• **TASK OBJECTIVE**
Which of the lines below contain the word "platform"? Pull out each of them and copy it in full.

• **RAW DATA**
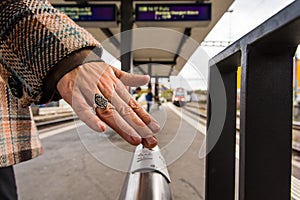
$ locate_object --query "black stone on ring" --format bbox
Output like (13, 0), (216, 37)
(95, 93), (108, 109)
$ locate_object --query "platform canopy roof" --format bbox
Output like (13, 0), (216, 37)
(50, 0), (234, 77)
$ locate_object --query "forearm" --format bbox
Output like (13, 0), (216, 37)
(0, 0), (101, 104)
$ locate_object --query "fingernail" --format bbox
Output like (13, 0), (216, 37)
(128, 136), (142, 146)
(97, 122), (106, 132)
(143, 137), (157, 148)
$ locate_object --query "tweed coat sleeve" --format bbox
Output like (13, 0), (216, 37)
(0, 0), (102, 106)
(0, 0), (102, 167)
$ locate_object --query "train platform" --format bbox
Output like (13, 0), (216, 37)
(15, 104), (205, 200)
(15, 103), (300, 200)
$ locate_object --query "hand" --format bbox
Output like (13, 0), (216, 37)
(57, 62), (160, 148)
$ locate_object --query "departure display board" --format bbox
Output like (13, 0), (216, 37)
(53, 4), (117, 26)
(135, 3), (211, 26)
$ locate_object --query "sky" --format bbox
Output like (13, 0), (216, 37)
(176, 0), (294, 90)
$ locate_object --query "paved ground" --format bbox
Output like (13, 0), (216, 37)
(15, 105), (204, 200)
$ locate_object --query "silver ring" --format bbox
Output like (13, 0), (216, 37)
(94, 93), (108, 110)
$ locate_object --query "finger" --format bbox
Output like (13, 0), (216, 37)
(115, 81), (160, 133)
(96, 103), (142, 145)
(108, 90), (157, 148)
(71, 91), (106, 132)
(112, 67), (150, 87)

• **SOLUTION FOR THIS PROBLEM**
$ locate_object --query "platform canopy roof" --format bbox
$ locate_object --query "train platform" --format bbox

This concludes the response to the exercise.